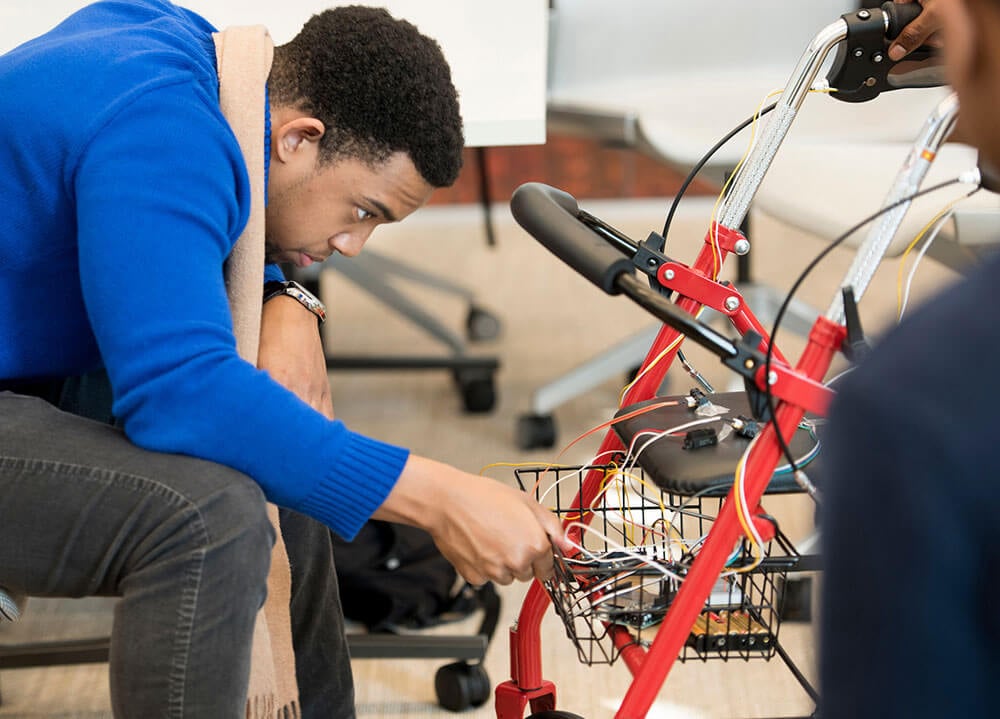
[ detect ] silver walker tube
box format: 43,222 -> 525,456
826,93 -> 958,324
718,18 -> 847,228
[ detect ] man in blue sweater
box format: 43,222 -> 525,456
0,0 -> 560,719
820,0 -> 1000,719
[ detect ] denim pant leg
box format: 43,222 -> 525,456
279,509 -> 354,719
0,392 -> 274,719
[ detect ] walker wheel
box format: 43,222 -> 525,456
434,662 -> 490,712
455,369 -> 497,413
465,305 -> 500,342
517,414 -> 556,449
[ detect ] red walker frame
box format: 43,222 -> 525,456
495,224 -> 847,719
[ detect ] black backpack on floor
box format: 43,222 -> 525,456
333,520 -> 499,634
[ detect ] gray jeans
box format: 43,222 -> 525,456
0,392 -> 274,719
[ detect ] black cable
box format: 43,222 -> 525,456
663,102 -> 777,239
764,177 -> 979,476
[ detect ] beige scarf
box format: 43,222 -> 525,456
213,25 -> 299,719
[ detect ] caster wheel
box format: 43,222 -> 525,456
465,305 -> 500,342
517,414 -> 556,449
434,662 -> 490,712
780,577 -> 813,622
455,372 -> 497,414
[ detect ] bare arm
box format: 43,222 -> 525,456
889,0 -> 943,61
257,297 -> 333,419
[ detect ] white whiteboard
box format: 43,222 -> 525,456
0,0 -> 548,146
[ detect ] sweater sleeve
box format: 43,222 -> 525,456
71,85 -> 408,538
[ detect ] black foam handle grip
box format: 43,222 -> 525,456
882,0 -> 923,40
510,182 -> 635,295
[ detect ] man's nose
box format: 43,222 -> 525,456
330,228 -> 372,257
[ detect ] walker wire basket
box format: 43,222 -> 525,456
515,465 -> 797,665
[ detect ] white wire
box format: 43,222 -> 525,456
563,522 -> 684,582
897,210 -> 955,321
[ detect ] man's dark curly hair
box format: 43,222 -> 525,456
268,5 -> 464,187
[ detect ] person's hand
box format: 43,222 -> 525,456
374,455 -> 571,586
257,296 -> 333,419
889,0 -> 943,62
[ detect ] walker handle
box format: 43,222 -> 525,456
882,0 -> 923,40
510,182 -> 635,295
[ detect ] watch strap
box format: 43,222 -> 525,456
264,280 -> 326,324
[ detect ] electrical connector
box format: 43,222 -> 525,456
729,414 -> 760,439
684,427 -> 719,449
684,387 -> 708,409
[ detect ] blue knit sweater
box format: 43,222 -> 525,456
0,0 -> 408,538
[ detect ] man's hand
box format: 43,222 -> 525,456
257,296 -> 333,419
889,0 -> 943,62
374,455 -> 572,586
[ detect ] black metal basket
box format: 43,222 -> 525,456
515,465 -> 795,664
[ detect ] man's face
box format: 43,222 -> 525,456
265,153 -> 434,267
939,0 -> 1000,165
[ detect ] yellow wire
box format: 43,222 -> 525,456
712,87 -> 837,280
711,87 -> 785,280
896,195 -> 968,321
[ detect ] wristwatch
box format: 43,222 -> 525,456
264,280 -> 326,324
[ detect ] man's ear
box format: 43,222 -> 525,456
271,117 -> 326,162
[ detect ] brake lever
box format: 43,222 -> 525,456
826,2 -> 946,102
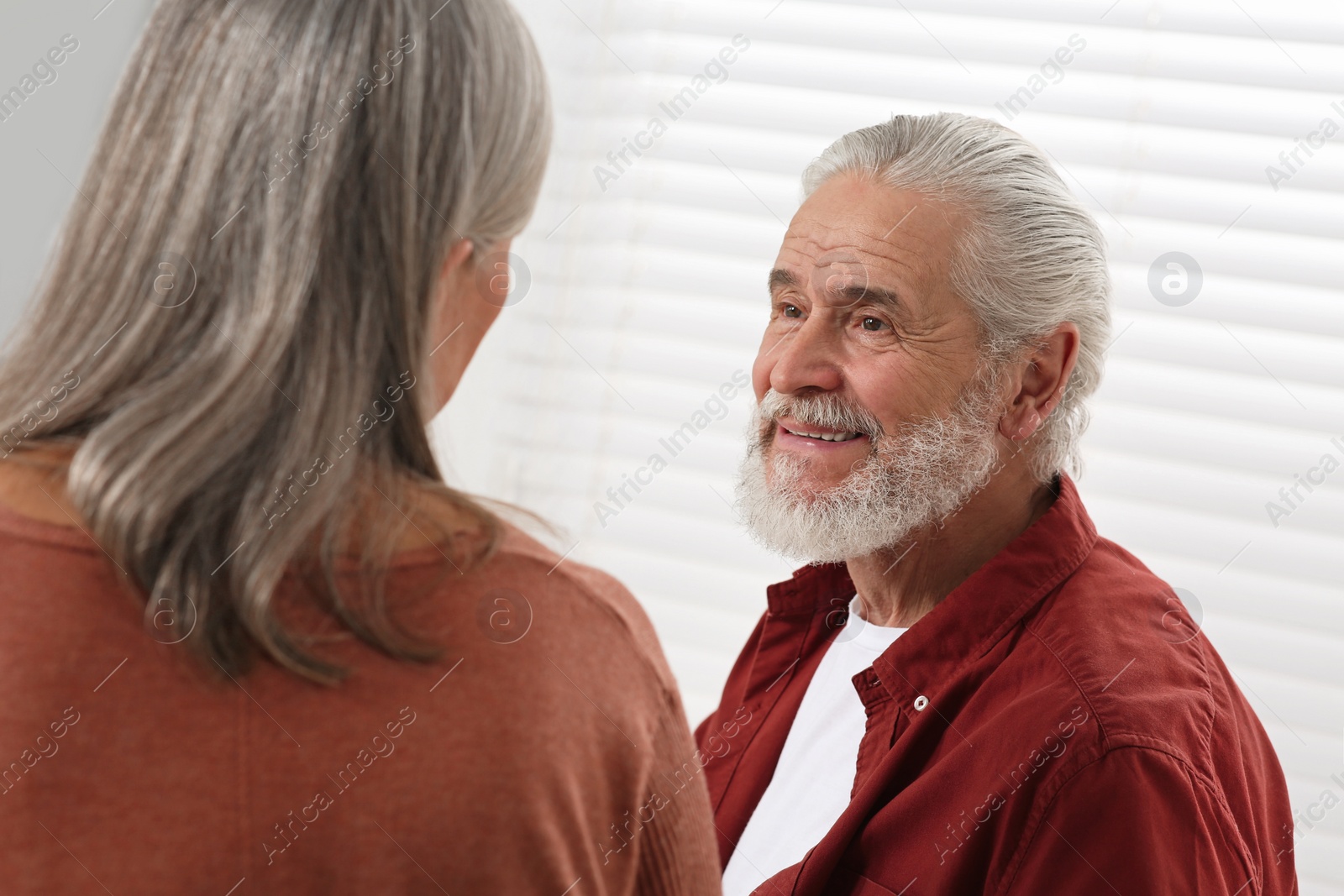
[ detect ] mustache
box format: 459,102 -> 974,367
757,390 -> 885,439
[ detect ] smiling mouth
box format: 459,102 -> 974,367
780,426 -> 863,442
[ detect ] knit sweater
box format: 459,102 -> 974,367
0,505 -> 719,896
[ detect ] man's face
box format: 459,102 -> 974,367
742,175 -> 997,560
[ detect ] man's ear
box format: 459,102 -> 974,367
999,321 -> 1079,442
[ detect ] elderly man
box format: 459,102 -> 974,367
696,114 -> 1294,896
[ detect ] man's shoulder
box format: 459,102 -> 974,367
1006,538 -> 1238,764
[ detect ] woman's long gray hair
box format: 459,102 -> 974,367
0,0 -> 551,683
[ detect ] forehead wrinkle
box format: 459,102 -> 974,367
771,219 -> 934,311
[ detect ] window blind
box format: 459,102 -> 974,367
435,0 -> 1344,894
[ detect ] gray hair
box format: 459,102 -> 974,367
0,0 -> 551,683
802,113 -> 1110,482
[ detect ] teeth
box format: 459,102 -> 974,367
785,428 -> 858,442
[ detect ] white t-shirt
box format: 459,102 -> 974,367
723,596 -> 906,896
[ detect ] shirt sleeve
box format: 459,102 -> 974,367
997,747 -> 1266,896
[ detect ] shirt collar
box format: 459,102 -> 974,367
766,473 -> 1097,715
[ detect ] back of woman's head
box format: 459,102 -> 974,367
0,0 -> 549,681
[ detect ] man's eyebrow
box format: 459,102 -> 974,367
769,267 -> 905,314
831,284 -> 905,314
766,267 -> 798,296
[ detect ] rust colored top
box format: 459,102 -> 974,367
697,475 -> 1297,896
0,504 -> 719,896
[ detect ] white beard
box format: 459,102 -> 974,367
737,369 -> 1003,563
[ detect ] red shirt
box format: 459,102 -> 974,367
696,475 -> 1295,896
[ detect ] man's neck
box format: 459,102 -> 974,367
845,464 -> 1055,627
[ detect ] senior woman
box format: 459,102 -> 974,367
0,0 -> 719,896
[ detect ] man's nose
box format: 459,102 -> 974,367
770,317 -> 842,395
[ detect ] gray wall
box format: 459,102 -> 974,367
0,0 -> 153,338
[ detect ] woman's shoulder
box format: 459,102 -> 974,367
464,522 -> 675,690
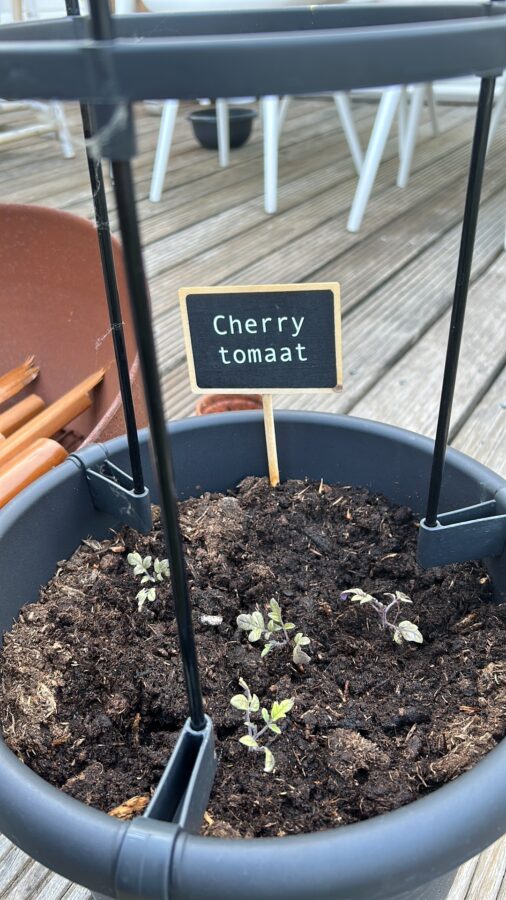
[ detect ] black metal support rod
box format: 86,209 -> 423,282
90,0 -> 205,731
112,161 -> 205,731
426,77 -> 495,528
66,0 -> 145,494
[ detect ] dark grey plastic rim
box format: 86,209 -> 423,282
0,412 -> 506,900
0,2 -> 506,104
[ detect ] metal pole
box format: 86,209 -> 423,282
425,77 -> 495,528
66,0 -> 144,494
90,0 -> 205,731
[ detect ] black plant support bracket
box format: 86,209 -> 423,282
69,444 -> 153,534
144,716 -> 216,833
95,716 -> 216,900
417,489 -> 506,569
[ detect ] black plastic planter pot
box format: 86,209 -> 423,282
0,413 -> 506,900
188,106 -> 257,150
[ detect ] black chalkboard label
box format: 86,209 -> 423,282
179,284 -> 342,394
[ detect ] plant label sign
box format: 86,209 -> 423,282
179,284 -> 342,394
179,284 -> 342,486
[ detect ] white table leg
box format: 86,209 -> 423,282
149,100 -> 179,203
216,100 -> 230,169
262,96 -> 279,213
334,91 -> 363,175
346,87 -> 402,231
397,84 -> 427,187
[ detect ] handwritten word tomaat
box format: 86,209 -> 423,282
179,284 -> 342,393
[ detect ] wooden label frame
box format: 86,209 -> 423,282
178,282 -> 343,394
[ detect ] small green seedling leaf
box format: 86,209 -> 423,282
230,694 -> 249,712
269,597 -> 283,624
271,698 -> 294,722
292,644 -> 311,666
396,619 -> 423,644
248,628 -> 263,644
294,631 -> 311,647
344,588 -> 423,648
239,734 -> 258,750
251,610 -> 265,631
230,678 -> 294,772
263,747 -> 276,774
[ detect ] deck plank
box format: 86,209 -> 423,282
352,253 -> 506,474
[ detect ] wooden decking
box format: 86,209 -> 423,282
0,98 -> 506,900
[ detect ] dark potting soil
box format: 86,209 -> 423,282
0,478 -> 506,836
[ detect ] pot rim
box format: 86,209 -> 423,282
0,412 -> 506,900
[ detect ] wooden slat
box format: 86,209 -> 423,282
351,246 -> 506,454
0,845 -> 31,897
150,110 -> 484,371
465,838 -> 506,900
2,862 -> 53,900
446,856 -> 480,900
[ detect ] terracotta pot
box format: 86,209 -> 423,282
195,394 -> 262,416
0,204 -> 146,450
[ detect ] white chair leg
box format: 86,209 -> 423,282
278,94 -> 292,134
397,85 -> 408,159
216,100 -> 230,169
51,103 -> 76,159
427,81 -> 439,136
334,91 -> 364,175
149,100 -> 179,203
346,87 -> 402,231
397,84 -> 426,187
487,81 -> 506,150
262,97 -> 279,213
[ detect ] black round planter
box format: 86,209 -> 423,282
188,106 -> 257,150
0,412 -> 506,900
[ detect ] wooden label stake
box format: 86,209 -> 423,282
262,394 -> 279,487
179,283 -> 342,487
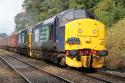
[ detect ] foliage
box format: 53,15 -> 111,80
95,0 -> 125,26
106,19 -> 125,69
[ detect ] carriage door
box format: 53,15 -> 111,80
56,27 -> 65,51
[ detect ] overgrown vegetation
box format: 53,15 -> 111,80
15,0 -> 125,68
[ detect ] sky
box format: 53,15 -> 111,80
0,0 -> 24,35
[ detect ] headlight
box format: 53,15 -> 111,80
92,29 -> 97,34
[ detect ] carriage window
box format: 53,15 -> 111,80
21,32 -> 25,43
63,11 -> 73,22
49,25 -> 53,40
74,10 -> 87,19
18,34 -> 21,43
35,29 -> 39,43
40,26 -> 49,42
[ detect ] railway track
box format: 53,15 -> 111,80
0,50 -> 125,83
0,56 -> 71,83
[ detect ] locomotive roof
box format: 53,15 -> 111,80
43,8 -> 96,25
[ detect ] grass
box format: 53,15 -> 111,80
105,19 -> 125,69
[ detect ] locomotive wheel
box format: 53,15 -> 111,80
59,54 -> 66,67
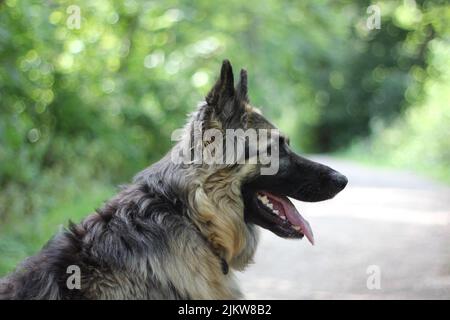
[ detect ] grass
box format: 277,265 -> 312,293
0,185 -> 115,277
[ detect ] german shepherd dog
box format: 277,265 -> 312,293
0,60 -> 347,299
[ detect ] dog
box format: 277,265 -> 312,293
0,60 -> 347,299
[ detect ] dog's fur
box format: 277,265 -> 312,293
0,61 -> 346,299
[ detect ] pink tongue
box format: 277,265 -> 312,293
265,192 -> 314,245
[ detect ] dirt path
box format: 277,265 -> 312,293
239,157 -> 450,299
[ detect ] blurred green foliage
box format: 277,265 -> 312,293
0,0 -> 450,273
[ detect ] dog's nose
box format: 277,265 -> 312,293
331,172 -> 348,192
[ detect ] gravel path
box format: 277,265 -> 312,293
238,157 -> 450,299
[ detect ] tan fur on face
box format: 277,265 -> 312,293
185,165 -> 256,262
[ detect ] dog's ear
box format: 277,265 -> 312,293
206,60 -> 235,108
236,69 -> 249,103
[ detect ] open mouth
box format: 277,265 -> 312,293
256,191 -> 314,245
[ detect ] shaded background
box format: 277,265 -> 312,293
0,0 -> 450,297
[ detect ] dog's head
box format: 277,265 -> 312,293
195,60 -> 347,243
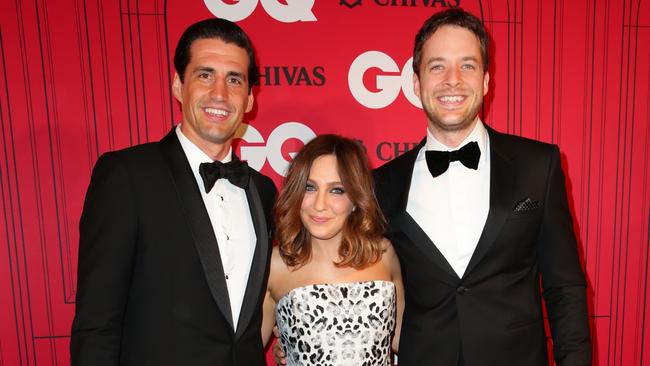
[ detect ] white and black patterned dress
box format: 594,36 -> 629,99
276,281 -> 396,366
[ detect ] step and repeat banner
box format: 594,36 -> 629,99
0,0 -> 650,366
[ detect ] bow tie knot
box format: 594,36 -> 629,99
199,159 -> 250,193
426,141 -> 481,178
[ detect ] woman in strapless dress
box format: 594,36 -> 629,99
262,135 -> 403,366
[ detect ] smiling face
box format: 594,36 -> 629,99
300,155 -> 354,244
413,25 -> 490,142
173,38 -> 253,159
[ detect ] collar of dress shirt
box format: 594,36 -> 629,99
417,119 -> 488,164
176,124 -> 232,172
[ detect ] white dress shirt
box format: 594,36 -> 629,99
406,121 -> 490,278
176,125 -> 257,329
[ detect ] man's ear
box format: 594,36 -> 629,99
245,90 -> 255,113
413,73 -> 420,99
483,71 -> 490,96
172,73 -> 183,104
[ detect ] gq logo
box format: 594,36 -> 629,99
203,0 -> 316,23
235,122 -> 316,176
348,51 -> 422,109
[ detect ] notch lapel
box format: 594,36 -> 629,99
379,138 -> 459,285
235,175 -> 269,338
463,126 -> 517,277
160,129 -> 234,331
393,211 -> 460,286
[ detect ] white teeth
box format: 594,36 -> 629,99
204,108 -> 228,117
440,95 -> 463,103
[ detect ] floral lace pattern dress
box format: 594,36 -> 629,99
276,281 -> 396,366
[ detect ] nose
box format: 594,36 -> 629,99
445,67 -> 461,87
314,190 -> 327,211
210,78 -> 226,100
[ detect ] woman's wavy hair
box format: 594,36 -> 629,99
275,135 -> 386,269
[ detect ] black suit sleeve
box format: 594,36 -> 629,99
538,146 -> 591,366
70,154 -> 137,366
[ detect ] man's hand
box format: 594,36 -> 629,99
273,327 -> 287,366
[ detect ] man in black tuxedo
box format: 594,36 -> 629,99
70,19 -> 276,366
376,9 -> 591,366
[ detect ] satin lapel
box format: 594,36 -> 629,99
383,139 -> 459,286
391,139 -> 426,214
463,127 -> 517,277
235,177 -> 269,338
393,211 -> 460,286
160,130 -> 234,329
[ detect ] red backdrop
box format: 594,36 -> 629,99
0,0 -> 650,366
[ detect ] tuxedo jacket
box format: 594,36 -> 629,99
375,128 -> 591,366
70,130 -> 276,366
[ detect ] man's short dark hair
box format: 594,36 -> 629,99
174,18 -> 259,93
413,8 -> 489,75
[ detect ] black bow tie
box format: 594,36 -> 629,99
426,141 -> 481,178
199,159 -> 250,193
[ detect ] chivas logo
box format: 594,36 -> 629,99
260,66 -> 326,86
339,0 -> 361,9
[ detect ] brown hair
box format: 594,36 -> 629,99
275,135 -> 386,269
413,8 -> 489,76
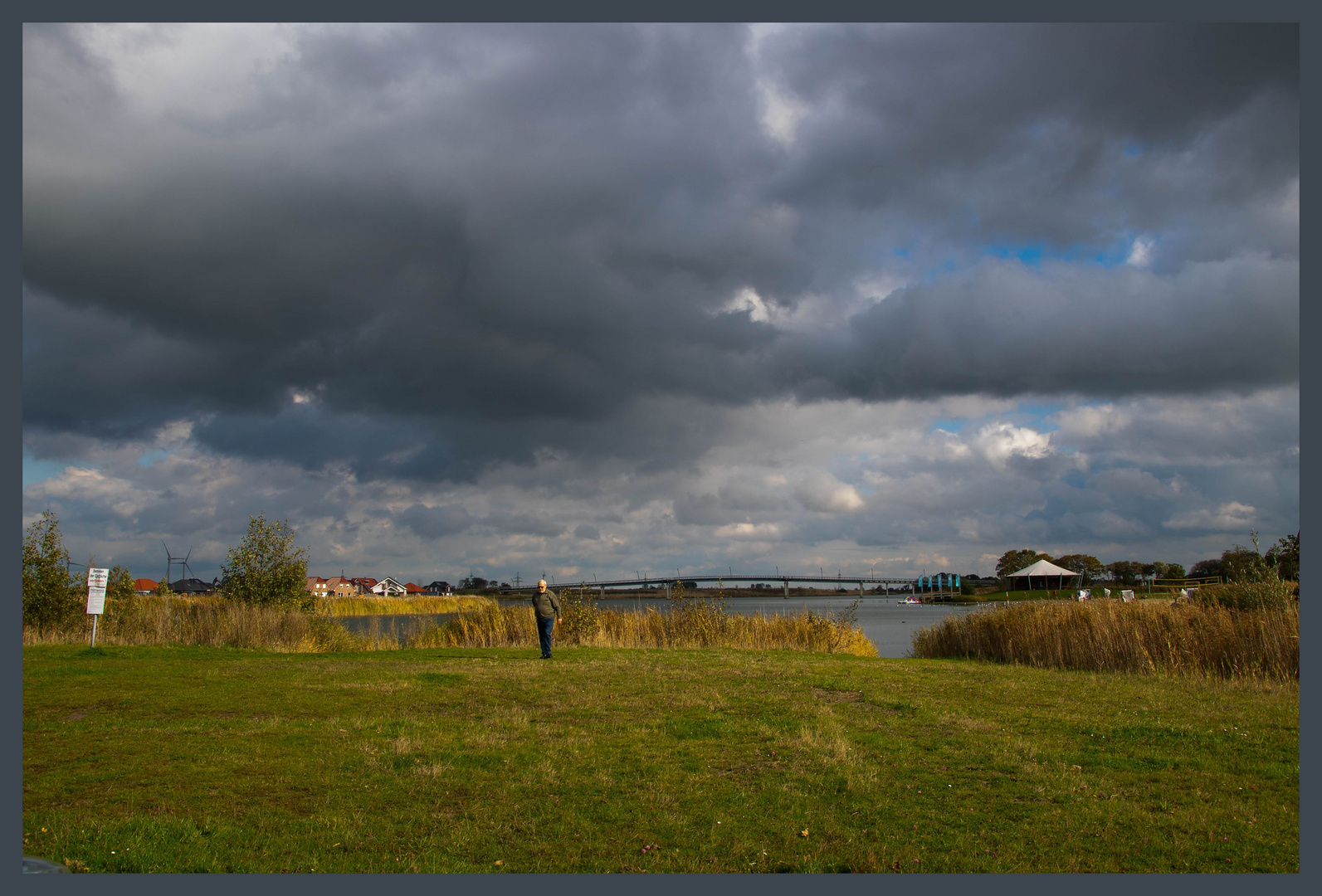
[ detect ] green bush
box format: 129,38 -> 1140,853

■ **TASK REQUIREMENTS**: Copy out the rows from the line with "[ detect ] white t-shirt" to the line with "0,0 -> 549,681", and in them swap "detect" for "locate" while leaving everything else unchanged.

■ **RESPONSE FOR THIS EXERCISE**:
[ locate ] white t-shirt
box format: 459,102 -> 974,367
723,596 -> 906,896
[ locate ] shirt sleeve
box format: 459,102 -> 974,367
997,747 -> 1266,896
[ locate ] shirt collar
box format: 459,102 -> 974,367
766,473 -> 1097,715
[ locate ] back of woman's head
box format: 459,102 -> 974,367
0,0 -> 549,681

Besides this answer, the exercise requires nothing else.